* **Required action**: Leave out all images and set down the records exactly as given.

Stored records
------------

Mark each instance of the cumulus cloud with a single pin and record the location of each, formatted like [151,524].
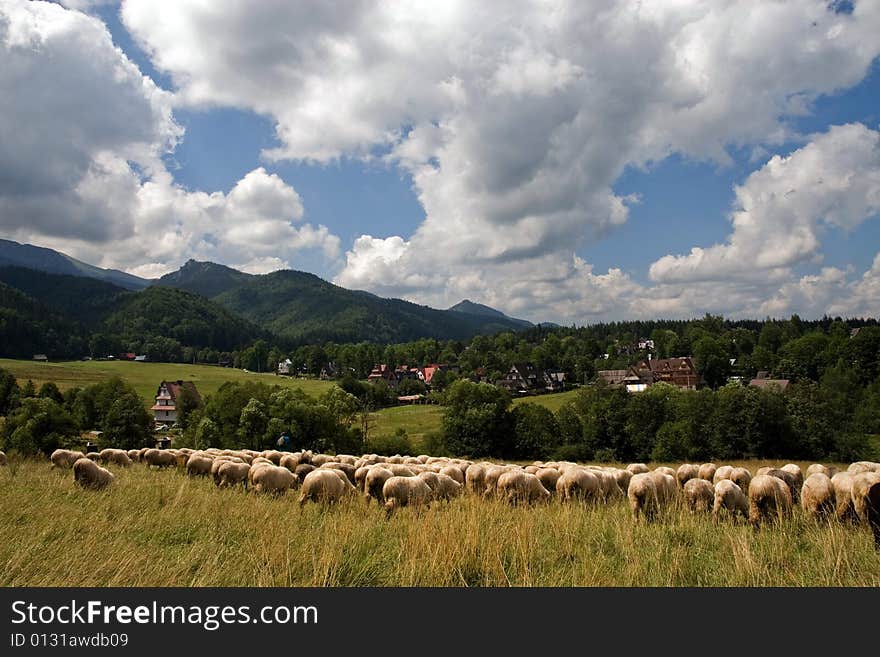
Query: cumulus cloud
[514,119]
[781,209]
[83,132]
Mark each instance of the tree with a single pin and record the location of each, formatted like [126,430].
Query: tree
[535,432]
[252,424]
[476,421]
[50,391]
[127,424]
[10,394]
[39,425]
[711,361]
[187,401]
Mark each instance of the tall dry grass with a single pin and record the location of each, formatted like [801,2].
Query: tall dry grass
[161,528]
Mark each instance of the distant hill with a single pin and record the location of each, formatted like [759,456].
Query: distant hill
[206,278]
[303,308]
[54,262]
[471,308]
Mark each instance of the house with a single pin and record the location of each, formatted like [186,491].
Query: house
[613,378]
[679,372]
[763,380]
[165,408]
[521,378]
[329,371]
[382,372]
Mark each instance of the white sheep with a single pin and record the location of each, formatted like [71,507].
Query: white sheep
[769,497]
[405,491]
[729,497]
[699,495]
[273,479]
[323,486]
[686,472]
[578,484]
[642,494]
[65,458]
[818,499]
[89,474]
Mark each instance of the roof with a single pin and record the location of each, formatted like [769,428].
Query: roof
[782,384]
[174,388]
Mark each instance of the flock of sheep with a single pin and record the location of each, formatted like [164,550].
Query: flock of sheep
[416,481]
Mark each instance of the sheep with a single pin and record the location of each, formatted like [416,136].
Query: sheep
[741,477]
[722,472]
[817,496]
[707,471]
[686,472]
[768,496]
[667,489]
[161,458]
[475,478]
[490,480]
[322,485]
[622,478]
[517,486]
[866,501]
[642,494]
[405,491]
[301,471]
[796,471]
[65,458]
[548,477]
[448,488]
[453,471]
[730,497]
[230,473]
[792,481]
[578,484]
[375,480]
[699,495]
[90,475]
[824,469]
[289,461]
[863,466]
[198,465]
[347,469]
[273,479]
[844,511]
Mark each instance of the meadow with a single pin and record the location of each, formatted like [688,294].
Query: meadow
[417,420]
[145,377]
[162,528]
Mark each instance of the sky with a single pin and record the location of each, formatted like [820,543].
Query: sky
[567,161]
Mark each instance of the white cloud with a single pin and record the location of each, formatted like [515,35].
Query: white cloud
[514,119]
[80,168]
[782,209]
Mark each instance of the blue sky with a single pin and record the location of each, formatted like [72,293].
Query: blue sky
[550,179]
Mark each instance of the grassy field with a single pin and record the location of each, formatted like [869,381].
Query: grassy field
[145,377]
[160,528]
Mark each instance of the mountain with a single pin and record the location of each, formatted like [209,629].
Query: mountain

------------

* **Task answer**:
Mark each instance of the cumulus cloud with a single pin and record the location of each, formatted like [151,524].
Query: cumulus cloud
[514,119]
[781,209]
[83,132]
Mark each instance of the tree with a single pin and record the location of each, formatted like [126,430].
Query: tree
[535,432]
[252,424]
[476,421]
[50,391]
[127,424]
[10,394]
[39,425]
[711,361]
[187,401]
Mark each instance of the tall dry grass with a single pin and record the location of each, formatted like [801,2].
Query: tall dry grass
[161,528]
Mark each instance of the distant hill with a single pin and record the location of each, formatted like [759,456].
Query: distant hill
[206,278]
[303,308]
[54,262]
[471,308]
Mark each instance of the house with a single pin and record the location of each, formatted like [186,491].
Query: house
[613,378]
[679,372]
[763,380]
[165,408]
[521,378]
[329,371]
[382,372]
Mark each instance of the white sheep with a single pin and record the location of each, formatted like [71,507].
Query: white sheep
[769,497]
[405,491]
[729,497]
[699,495]
[273,479]
[323,486]
[686,472]
[578,484]
[642,494]
[65,458]
[818,499]
[89,474]
Mark each instance of the roof with a single pin and record the location of each, formatted like [769,428].
Query: roof
[782,384]
[174,388]
Mark each instance of the flock of sheep with a single pin and record the location of each, formatted like [164,550].
Query: flock of sheep
[416,481]
Mark each instance of the sheep with a single pin and record the location of each, formatted like [416,136].
Query: sheep
[741,477]
[722,472]
[817,496]
[707,471]
[686,472]
[768,496]
[667,489]
[161,458]
[475,478]
[490,480]
[322,485]
[622,478]
[517,486]
[866,501]
[642,494]
[405,491]
[301,471]
[796,471]
[65,458]
[548,477]
[448,488]
[453,471]
[730,497]
[230,473]
[792,481]
[578,484]
[375,480]
[699,495]
[90,475]
[824,469]
[289,461]
[863,466]
[198,465]
[347,469]
[273,479]
[844,511]
Mark each instance of the meadow with a single pin and record the location of each, formatted like [688,294].
Query: meadow
[417,420]
[145,377]
[162,528]
Mark each instance of the sky with a single pin and record the location of each, formatted like [820,543].
Query: sky
[567,161]
Mark each instance of the white cloud with a single pin and record the location of each, formatted like [515,35].
Query: white cloud
[514,119]
[80,168]
[782,209]
Mark each instance of the blue sky with a single pin and record the location of each, formatted like [72,293].
Query: blue sky
[550,179]
Mark each instance of the grassy field with a single pin and record the location of each, formatted like [869,381].
Query: grassy field
[145,377]
[160,528]
Mark each instance of the mountain with a single pin and record the location of each, formatted like [209,629].
Query: mountain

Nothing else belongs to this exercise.